AWS API Changes

2022/09/08 - Amazon EMR Containers - 3 updated api methods

Changes EMR on EKS now allows running Spark SQL using the newly introduced Spark SQL Job Driver in the Start Job Run API

DescribeJobRun (updated)

Link ¶
Changes (response)

{'jobRun': {'jobDriver': {'sparkSqlJobDriver': {'entryPoint': 'string',
                                                'sparkSqlParameters': 'string'}}}}

Displays detailed information about a job run. A job run is a unit of work, such as a Spark jar, PySpark script, or SparkSQL query, that you submit to Amazon EMR on EKS.

See also: AWS API Documentation

Request Syntax

client.describe_job_run(
    id='string',
    virtualClusterId='string'
)

type id:

string

param id:

[REQUIRED]

The ID of the job run request.

type virtualClusterId:

string

param virtualClusterId:

[REQUIRED]

The ID of the virtual cluster for which the job run is submitted.

Saved data entries

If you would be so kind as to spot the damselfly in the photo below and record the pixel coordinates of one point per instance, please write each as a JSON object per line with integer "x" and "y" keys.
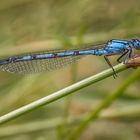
{"x": 32, "y": 63}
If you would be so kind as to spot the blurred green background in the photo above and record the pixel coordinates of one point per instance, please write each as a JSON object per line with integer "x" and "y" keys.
{"x": 36, "y": 25}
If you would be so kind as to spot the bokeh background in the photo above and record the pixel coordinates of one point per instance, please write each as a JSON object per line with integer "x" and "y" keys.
{"x": 38, "y": 25}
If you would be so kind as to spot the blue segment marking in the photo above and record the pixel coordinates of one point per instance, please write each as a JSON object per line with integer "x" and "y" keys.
{"x": 51, "y": 60}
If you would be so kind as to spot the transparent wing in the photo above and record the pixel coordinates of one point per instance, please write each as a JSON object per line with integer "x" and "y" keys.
{"x": 35, "y": 66}
{"x": 41, "y": 65}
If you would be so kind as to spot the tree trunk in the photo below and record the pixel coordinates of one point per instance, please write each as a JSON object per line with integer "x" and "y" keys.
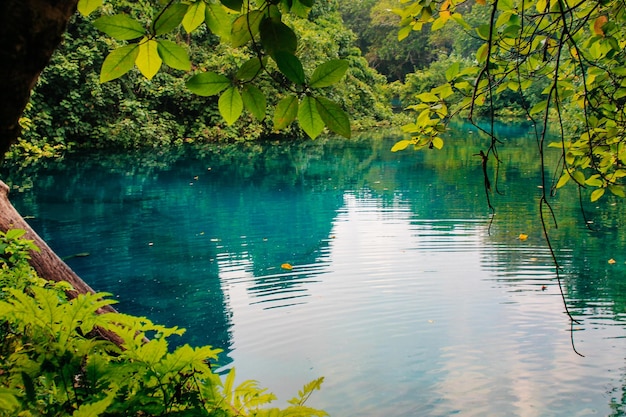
{"x": 30, "y": 31}
{"x": 47, "y": 264}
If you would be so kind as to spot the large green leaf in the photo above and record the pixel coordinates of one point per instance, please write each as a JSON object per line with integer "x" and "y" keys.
{"x": 309, "y": 118}
{"x": 169, "y": 18}
{"x": 148, "y": 60}
{"x": 174, "y": 55}
{"x": 86, "y": 7}
{"x": 217, "y": 20}
{"x": 249, "y": 69}
{"x": 119, "y": 62}
{"x": 230, "y": 105}
{"x": 120, "y": 26}
{"x": 207, "y": 84}
{"x": 245, "y": 27}
{"x": 233, "y": 4}
{"x": 328, "y": 73}
{"x": 277, "y": 36}
{"x": 285, "y": 112}
{"x": 335, "y": 118}
{"x": 254, "y": 101}
{"x": 194, "y": 16}
{"x": 290, "y": 66}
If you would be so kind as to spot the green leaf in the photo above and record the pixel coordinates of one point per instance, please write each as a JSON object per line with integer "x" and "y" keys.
{"x": 173, "y": 55}
{"x": 233, "y": 4}
{"x": 308, "y": 116}
{"x": 217, "y": 20}
{"x": 290, "y": 66}
{"x": 452, "y": 71}
{"x": 86, "y": 7}
{"x": 170, "y": 18}
{"x": 249, "y": 69}
{"x": 194, "y": 16}
{"x": 277, "y": 36}
{"x": 597, "y": 194}
{"x": 207, "y": 84}
{"x": 120, "y": 26}
{"x": 329, "y": 73}
{"x": 118, "y": 62}
{"x": 437, "y": 142}
{"x": 230, "y": 105}
{"x": 285, "y": 112}
{"x": 254, "y": 101}
{"x": 245, "y": 27}
{"x": 148, "y": 60}
{"x": 335, "y": 118}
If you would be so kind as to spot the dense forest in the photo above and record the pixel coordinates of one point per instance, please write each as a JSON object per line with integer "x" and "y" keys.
{"x": 71, "y": 109}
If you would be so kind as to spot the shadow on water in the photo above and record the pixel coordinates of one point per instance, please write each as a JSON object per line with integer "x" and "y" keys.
{"x": 392, "y": 269}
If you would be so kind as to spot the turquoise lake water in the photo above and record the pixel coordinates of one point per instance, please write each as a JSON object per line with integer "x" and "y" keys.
{"x": 401, "y": 294}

# [Tasks]
a) State how many lines of the listing contain the string "segment". Case counts. Give only the number.
b) Continue the Amazon EMR Containers API change notes from the point where they stop.

# [Responses per task]
a) 1

b)
rtype:

dict

returns:

Response Syntax

{
    'jobRun': {
        'id': 'string',
        'name': 'string',
        'virtualClusterId': 'string',
        'arn': 'string',
        'state': 'PENDING'|'SUBMITTED'|'RUNNING'|'FAILED'|'CANCELLED'|'CANCEL_PENDING'|'COMPLETED',
        'clientToken': 'string',
        'executionRoleArn': 'string',
        'releaseLabel': 'string',
        'configurationOverrides': {
            'applicationConfiguration': [
                {
                    'classification': 'string',
                    'properties': {
                        'string': 'string'
                    },
                    'configurations': {'... recursive ...'}
                },
            ],
            'monitoringConfiguration': {
                'persistentAppUI': 'ENABLED'|'DISABLED',
                'cloudWatchMonitoringConfiguration': {
                    'logGroupName': 'string',
                    'logStreamNamePrefix': 'string'
                },
                's3MonitoringConfiguration': {
                    'logUri': 'string'
                }
            }
        },
        'jobDriver': {
            'sparkSubmitJobDriver': {
                'entryPoint': 'string',
                'entryPointArguments': [
                    'string',
                ],
                'sparkSubmitParameters': 'string'
            },
            'sparkSqlJobDriver': {
                'entryPoint': 'string',
                'sparkSqlParameters': 'string'
            }
        },
        'createdAt': datetime(2015, 1, 1),
        'createdBy': 'string',
        'finishedAt': datetime(2015, 1, 1),
        'stateDetails': 'string',
        'failureReason': 'INTERNAL_ERROR'|'USER_ERROR'|'VALIDATION_ERROR'|'CLUSTER_UNAVAILABLE',
        'tags': {
            'string': 'string'
        }
    }
}

Response Structure

(dict) --
- jobRun (dict) --
  
  The output displays information about a job run.
  - id (string) --
    
    The ID of the job run.
  - name (string) --
    
    The name of the job run.
  - virtualClusterId (string) --
    
    The ID of the job run's virtual cluster.
  - arn (string) --
    
    The ARN of job run.
  - state (string) --
    
    The state of the job run.
  - clientToken (string) --
    
    The client token used to start a job run.
  - executionRoleArn (string) --
    
    The execution role ARN of the job run.
  - releaseLabel (string) --
    
    The release version of Amazon EMR.
  - configurationOverrides (dict) --
    
    The configuration settings that are used to override default configuration.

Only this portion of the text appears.